--- Given request ---
Repeat exactly the lines beginning at the one that contains "of the train" and running to the end of the material. Omit the pictures.

** BEGIN Records to use **

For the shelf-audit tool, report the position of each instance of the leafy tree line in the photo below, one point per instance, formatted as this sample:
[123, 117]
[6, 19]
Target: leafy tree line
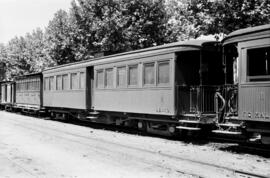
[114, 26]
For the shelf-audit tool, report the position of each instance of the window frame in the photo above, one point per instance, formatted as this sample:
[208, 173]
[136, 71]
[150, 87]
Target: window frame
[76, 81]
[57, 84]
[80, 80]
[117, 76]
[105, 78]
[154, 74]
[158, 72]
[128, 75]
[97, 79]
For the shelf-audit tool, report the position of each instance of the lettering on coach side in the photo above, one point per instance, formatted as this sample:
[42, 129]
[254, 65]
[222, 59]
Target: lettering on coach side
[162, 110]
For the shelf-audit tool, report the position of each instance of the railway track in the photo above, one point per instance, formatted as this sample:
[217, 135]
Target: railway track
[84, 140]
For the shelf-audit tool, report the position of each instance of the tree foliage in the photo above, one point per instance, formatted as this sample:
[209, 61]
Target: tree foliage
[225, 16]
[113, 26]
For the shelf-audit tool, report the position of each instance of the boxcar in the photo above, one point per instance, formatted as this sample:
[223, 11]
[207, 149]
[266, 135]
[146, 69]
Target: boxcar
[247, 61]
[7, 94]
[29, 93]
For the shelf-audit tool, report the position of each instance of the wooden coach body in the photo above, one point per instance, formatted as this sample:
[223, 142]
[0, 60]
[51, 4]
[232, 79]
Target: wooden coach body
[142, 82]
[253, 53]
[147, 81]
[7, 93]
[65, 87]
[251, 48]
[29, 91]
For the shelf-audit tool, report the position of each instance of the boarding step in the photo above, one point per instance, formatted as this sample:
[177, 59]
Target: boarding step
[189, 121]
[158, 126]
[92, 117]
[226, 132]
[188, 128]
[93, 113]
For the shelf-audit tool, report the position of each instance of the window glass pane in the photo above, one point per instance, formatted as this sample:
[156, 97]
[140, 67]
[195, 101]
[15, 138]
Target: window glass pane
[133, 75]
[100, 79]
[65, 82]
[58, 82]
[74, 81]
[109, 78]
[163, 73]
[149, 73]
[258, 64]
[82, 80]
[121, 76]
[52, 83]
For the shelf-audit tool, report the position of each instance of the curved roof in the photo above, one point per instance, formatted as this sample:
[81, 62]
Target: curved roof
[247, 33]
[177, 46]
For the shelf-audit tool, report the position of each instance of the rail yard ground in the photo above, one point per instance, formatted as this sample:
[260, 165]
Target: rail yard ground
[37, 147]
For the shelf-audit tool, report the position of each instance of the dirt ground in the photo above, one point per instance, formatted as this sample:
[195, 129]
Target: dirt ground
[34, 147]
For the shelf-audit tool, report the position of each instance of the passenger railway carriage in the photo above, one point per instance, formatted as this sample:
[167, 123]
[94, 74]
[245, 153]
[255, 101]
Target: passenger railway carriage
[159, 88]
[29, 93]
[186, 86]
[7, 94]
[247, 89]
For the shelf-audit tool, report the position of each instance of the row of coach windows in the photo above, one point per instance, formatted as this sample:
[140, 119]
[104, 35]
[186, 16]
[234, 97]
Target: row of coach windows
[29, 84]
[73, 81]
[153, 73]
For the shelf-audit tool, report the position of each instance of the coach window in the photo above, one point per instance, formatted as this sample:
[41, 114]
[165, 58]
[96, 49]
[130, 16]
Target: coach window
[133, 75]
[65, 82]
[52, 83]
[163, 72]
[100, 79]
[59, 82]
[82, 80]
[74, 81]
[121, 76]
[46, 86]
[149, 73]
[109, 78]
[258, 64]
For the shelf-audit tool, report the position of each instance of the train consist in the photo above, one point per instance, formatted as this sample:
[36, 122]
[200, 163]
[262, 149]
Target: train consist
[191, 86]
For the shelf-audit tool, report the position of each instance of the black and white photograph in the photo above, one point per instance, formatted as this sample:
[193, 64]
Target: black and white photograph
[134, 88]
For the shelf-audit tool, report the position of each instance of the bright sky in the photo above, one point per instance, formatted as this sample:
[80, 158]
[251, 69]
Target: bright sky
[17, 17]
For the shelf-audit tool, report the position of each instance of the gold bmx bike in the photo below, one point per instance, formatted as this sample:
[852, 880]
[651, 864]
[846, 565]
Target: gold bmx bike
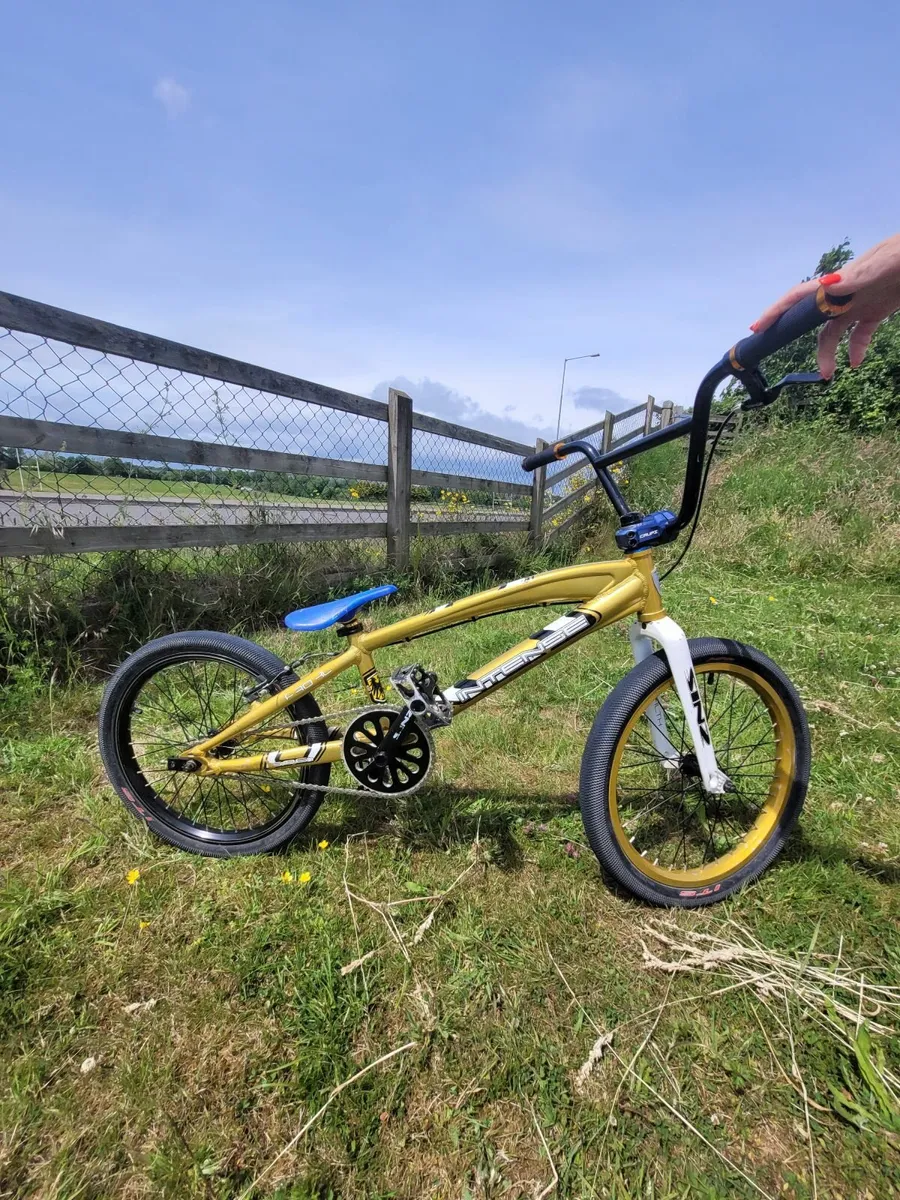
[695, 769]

** END Records to use **

--- Exercise solution ---
For the shelf-audit tool, report the position of each instance of the train consist in the photo above, one point per instance, formatted as this sample:
[36, 122]
[200, 163]
[262, 149]
Target: train consist
[191, 86]
For the shelf-audit tool, report the position of each instance of the black and white photograph in the photo above, one point per instance, formatted as this sample:
[193, 64]
Target: black and white photograph
[134, 88]
For the shelf-audit tool, report the position of each instance of the bright sky in the photo above, one point per instance, formatted as this sample:
[80, 158]
[251, 69]
Target: bright sky
[17, 17]
For the shelf-audit tool, report the position of each instance of the gold bmx bike in the photo below, one point per instance, formatted as this sample:
[852, 880]
[651, 864]
[846, 565]
Target: gold bmx bike
[695, 769]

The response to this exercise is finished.